Task to complete>
Can you update the material below by swapping "Target" for "Label" and leaving everything else unchanged? Begin at the start of the material, stop after the line that contains "[(86, 62), (59, 39), (72, 39), (69, 58)]", and leave the pictures out of your answer.

Listed entries>

-=-=-=-=-

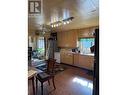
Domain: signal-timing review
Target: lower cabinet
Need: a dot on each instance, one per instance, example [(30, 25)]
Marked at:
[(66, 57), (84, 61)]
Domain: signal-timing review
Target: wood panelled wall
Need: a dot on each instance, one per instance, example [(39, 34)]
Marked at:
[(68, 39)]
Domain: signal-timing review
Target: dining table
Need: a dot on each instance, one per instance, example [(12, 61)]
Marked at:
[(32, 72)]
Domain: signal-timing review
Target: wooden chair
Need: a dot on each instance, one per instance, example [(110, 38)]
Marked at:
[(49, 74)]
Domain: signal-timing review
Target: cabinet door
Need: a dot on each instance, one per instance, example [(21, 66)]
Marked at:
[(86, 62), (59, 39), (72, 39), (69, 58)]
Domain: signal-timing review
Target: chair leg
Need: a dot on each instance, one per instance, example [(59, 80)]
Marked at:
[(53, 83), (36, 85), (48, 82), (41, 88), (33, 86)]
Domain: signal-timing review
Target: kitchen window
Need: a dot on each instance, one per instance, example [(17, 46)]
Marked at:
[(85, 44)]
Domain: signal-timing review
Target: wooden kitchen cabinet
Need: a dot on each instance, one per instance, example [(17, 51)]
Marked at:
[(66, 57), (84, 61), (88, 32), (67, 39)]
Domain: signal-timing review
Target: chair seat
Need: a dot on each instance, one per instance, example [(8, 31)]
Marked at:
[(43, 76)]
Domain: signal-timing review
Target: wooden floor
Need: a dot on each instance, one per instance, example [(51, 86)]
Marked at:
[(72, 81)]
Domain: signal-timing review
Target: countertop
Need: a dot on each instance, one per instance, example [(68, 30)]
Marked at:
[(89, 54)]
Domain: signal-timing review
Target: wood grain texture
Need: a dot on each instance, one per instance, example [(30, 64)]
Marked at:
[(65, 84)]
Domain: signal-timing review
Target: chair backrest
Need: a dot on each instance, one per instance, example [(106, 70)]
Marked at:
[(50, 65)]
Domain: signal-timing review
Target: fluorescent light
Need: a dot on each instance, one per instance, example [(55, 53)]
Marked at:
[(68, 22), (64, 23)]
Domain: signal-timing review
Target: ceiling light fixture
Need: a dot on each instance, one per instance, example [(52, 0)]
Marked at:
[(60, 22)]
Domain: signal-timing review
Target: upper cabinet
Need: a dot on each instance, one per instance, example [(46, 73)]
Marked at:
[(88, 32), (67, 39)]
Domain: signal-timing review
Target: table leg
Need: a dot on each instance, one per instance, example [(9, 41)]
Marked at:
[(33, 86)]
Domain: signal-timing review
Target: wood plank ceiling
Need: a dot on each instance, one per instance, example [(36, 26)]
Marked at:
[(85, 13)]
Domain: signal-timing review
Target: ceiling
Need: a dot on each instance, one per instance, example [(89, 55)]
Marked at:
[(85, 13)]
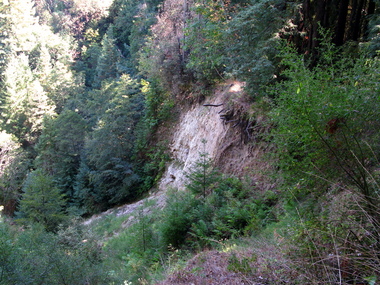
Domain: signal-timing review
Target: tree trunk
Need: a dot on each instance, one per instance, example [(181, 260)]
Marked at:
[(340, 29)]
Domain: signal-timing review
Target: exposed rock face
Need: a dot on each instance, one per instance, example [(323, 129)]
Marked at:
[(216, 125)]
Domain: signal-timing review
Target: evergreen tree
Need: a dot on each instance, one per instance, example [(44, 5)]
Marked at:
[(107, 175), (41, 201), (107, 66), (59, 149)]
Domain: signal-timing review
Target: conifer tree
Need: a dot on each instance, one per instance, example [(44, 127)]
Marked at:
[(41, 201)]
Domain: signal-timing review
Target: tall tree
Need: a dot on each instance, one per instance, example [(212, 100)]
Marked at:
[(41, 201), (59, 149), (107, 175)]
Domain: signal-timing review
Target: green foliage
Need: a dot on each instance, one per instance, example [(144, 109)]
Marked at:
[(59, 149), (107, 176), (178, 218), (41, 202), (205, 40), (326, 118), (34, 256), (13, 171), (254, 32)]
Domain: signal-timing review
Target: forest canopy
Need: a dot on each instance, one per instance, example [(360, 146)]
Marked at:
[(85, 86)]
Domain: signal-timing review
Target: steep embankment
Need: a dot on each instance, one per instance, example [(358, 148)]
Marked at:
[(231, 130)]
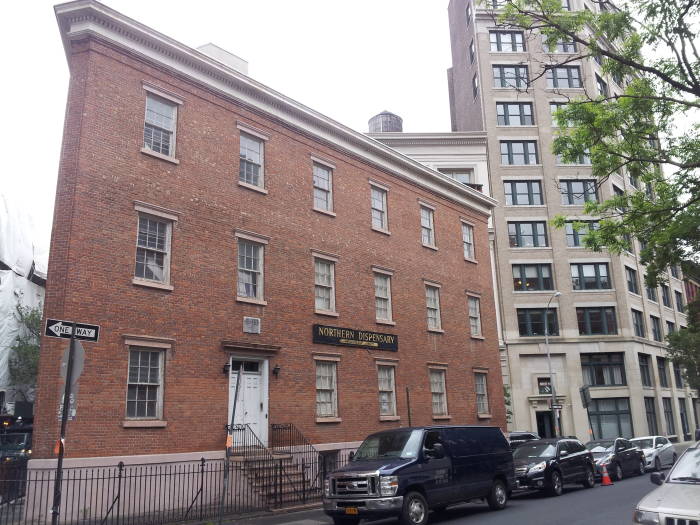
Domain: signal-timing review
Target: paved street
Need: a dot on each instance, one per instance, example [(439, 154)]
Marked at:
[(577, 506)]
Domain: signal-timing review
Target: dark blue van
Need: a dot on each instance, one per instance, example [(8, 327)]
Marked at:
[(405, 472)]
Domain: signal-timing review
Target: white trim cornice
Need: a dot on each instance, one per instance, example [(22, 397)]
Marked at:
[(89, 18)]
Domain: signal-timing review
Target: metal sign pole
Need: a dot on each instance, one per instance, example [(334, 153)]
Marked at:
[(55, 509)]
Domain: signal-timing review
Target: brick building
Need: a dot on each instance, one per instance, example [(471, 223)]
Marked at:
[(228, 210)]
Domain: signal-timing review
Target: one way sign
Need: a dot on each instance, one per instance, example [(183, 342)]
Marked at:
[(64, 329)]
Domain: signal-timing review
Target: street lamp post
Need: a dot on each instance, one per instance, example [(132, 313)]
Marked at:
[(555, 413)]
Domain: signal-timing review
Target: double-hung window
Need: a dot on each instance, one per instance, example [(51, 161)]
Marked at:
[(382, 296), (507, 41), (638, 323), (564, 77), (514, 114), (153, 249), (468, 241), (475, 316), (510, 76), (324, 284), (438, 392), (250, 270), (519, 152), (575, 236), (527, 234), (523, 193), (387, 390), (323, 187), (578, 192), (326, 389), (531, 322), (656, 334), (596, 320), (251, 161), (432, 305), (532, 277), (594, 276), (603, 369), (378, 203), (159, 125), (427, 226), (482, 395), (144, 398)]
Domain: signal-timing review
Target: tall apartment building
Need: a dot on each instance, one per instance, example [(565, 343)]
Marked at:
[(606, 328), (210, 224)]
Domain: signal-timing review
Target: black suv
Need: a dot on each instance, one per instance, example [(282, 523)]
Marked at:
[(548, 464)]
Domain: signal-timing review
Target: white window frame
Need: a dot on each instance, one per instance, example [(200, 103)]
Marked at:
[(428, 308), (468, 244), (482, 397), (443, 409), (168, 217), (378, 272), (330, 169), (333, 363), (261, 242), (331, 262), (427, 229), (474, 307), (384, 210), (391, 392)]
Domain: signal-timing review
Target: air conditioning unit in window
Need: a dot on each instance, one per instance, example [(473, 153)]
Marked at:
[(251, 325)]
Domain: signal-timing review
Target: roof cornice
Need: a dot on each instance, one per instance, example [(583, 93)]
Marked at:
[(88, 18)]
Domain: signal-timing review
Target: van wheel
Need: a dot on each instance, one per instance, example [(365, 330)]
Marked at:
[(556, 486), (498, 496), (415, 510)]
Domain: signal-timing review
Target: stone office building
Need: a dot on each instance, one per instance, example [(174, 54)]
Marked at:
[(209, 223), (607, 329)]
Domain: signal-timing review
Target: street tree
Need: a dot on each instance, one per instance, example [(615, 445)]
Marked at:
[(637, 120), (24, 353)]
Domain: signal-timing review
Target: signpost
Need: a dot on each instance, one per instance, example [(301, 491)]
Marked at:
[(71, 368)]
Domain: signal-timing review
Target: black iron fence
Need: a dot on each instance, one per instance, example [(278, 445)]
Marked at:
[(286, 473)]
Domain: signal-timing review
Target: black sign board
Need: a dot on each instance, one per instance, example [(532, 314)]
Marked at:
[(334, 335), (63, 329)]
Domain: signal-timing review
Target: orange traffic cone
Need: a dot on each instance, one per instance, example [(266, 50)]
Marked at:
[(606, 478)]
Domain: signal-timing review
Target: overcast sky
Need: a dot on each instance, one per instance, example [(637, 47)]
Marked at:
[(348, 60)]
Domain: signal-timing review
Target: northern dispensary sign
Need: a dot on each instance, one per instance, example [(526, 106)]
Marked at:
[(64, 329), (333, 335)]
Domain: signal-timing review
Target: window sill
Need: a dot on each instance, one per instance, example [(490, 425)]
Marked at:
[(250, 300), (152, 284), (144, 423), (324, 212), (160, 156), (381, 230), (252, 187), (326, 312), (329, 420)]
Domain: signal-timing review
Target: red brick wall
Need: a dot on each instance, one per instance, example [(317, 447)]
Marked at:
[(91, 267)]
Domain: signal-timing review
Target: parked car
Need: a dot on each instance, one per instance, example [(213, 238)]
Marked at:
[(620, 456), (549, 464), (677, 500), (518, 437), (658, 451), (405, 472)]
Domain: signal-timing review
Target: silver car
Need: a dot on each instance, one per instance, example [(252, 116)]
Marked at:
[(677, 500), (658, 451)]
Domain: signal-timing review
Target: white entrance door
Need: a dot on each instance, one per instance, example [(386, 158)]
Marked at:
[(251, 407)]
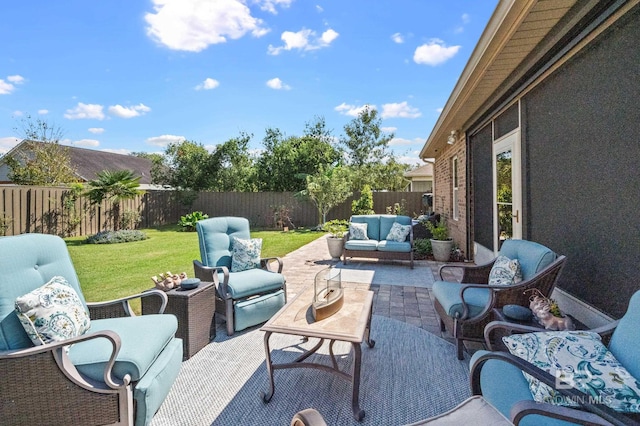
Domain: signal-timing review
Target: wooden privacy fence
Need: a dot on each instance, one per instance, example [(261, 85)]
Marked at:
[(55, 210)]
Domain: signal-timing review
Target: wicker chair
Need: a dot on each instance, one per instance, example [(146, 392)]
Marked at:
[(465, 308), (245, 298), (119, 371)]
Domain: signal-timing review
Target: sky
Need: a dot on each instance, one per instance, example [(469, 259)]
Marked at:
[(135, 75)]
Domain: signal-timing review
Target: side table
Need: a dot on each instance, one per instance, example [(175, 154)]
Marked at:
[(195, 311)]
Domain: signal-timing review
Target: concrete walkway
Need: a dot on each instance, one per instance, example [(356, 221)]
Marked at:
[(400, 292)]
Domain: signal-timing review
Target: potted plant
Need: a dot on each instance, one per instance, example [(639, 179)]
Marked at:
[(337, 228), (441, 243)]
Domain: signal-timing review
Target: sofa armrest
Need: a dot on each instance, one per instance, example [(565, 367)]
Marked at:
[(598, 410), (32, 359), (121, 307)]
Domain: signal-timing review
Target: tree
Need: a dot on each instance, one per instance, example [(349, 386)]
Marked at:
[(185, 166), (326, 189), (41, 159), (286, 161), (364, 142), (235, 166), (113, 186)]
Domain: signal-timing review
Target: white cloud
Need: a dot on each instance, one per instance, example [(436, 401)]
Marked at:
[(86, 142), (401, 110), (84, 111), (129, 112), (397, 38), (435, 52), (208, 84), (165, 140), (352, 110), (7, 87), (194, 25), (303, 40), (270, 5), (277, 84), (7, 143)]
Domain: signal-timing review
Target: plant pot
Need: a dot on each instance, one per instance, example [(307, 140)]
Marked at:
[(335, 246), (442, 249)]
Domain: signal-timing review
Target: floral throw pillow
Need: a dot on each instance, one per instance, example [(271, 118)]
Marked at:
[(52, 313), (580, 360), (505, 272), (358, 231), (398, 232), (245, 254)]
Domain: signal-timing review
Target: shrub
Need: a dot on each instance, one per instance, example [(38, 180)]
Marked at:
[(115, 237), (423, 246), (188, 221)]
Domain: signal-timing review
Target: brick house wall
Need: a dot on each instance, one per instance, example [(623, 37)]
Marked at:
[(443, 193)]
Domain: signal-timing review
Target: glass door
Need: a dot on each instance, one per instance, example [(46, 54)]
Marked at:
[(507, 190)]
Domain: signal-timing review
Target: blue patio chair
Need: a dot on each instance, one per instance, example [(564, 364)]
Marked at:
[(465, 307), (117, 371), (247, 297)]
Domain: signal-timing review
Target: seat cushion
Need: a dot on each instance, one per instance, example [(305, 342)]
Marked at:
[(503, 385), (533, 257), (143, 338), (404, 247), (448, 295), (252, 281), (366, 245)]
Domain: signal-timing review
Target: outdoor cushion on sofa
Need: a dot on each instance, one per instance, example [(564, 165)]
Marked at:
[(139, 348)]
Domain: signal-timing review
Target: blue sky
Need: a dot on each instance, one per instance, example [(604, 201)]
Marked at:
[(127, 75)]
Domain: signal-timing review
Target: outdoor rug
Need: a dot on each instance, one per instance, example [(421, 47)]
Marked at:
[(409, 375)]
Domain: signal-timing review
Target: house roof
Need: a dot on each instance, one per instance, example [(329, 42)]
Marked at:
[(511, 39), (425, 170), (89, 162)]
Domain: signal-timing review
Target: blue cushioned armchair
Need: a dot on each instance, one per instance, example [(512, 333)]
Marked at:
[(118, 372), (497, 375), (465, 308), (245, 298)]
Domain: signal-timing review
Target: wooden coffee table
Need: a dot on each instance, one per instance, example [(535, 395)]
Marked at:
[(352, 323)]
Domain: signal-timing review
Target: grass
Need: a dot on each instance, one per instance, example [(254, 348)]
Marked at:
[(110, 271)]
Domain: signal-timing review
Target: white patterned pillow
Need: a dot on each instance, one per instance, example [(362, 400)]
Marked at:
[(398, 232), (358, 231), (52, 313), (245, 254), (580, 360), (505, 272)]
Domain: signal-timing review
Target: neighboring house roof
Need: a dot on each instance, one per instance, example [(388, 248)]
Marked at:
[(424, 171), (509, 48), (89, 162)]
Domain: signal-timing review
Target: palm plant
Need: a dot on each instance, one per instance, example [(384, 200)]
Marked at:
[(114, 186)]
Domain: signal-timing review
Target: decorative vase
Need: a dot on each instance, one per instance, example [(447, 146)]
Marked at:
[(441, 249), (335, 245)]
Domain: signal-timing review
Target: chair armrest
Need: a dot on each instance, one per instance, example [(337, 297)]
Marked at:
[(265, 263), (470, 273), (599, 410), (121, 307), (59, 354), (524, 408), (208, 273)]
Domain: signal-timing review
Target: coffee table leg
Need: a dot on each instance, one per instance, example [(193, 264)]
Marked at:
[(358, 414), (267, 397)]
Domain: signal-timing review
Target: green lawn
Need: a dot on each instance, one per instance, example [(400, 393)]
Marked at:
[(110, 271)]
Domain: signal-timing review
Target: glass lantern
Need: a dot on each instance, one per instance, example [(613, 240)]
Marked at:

-=-=-=-=-

Response>
Domain: signal-timing review
Label: lower cabinet
Need: a dot on each instance, one per instance, example [(30, 25)]
Marked at:
[(66, 57), (84, 61)]
Domain: signal-timing review
Label: wood panelled wall
Need: a dot on each instance, one per instance, example [(39, 34)]
Marked at:
[(68, 39)]
Domain: signal-timing review
Label: dining table
Need: a dot on each instance, one per instance, example [(12, 61)]
Marked at:
[(32, 72)]
Domain: signal-timing review
Label: wooden chair
Need: a dot on each instance, one per instance, example [(110, 38)]
Marked at:
[(49, 74)]
Domain: signal-timing review
Label: cabinet door
Need: a dot on each instance, one per instance, example [(21, 66)]
Marked at:
[(86, 62), (59, 39), (72, 39), (69, 58)]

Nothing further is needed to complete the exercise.